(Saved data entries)

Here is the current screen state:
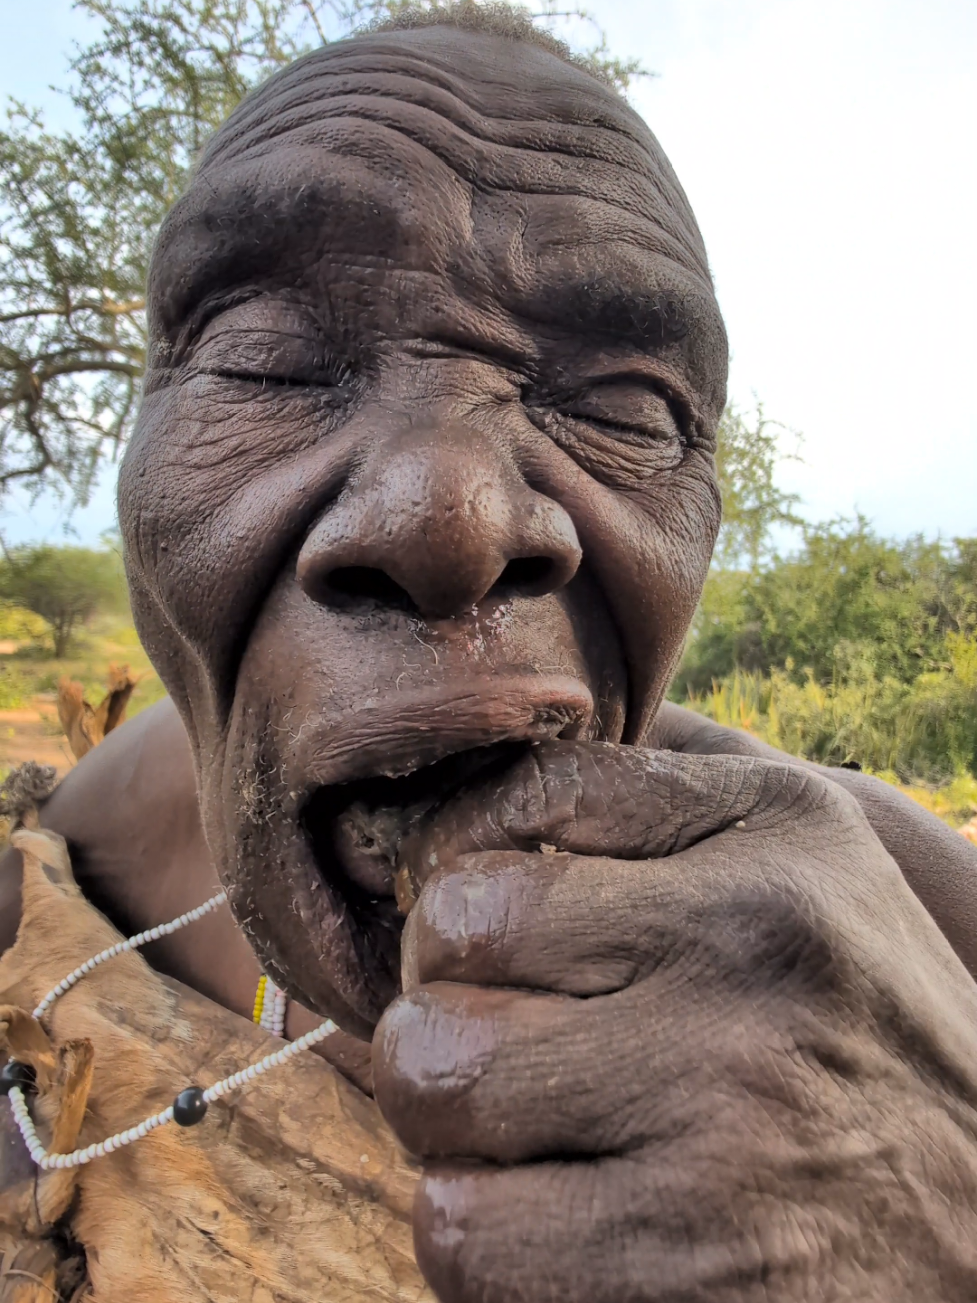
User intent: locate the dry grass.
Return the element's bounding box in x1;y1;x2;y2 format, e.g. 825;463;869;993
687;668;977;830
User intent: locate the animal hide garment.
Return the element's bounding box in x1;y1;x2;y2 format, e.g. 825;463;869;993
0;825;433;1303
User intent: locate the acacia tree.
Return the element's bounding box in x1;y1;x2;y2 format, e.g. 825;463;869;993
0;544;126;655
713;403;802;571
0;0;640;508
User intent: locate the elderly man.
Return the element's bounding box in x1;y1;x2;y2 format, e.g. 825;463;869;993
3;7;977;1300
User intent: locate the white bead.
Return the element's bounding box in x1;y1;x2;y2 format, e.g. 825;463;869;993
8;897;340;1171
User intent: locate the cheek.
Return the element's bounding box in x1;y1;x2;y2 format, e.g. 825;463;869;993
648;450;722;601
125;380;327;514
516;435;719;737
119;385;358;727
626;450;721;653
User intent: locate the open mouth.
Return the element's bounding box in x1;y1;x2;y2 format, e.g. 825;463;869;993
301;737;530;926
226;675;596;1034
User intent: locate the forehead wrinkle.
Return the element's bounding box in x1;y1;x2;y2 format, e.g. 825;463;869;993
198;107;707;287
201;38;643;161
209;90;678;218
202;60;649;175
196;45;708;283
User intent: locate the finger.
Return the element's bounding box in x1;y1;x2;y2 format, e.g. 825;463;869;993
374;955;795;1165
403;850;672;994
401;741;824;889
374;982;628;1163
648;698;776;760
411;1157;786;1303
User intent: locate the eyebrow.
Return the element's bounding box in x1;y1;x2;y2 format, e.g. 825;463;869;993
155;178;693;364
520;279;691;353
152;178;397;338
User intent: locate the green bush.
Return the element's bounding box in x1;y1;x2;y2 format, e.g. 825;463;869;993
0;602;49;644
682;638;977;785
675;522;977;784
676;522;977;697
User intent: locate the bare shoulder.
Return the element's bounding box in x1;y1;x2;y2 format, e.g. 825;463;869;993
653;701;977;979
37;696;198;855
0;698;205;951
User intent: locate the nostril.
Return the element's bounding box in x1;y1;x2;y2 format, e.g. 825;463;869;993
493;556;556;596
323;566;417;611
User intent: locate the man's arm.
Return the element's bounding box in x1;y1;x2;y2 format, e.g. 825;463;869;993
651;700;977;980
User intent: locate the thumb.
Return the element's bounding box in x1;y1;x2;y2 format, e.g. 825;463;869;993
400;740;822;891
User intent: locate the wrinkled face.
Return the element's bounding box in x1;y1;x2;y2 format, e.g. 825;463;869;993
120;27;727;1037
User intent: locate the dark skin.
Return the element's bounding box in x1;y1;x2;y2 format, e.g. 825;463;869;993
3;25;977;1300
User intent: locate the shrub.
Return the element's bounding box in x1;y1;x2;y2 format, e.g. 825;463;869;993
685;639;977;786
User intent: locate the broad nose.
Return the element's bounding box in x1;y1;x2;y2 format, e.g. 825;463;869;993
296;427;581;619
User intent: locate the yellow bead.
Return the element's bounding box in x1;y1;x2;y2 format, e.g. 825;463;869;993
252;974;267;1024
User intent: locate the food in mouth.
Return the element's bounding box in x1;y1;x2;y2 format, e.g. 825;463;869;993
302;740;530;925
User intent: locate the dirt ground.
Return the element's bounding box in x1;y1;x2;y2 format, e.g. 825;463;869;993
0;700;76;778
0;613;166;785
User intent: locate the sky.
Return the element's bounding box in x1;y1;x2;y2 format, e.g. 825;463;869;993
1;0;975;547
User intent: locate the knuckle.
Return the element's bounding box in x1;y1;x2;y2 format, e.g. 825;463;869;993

> **Task prompt**
For each line in the data that holds the word "mouth", copy the line.

> **Response area**
User intent: locate the open mouth.
User intent: locate the food in mouth.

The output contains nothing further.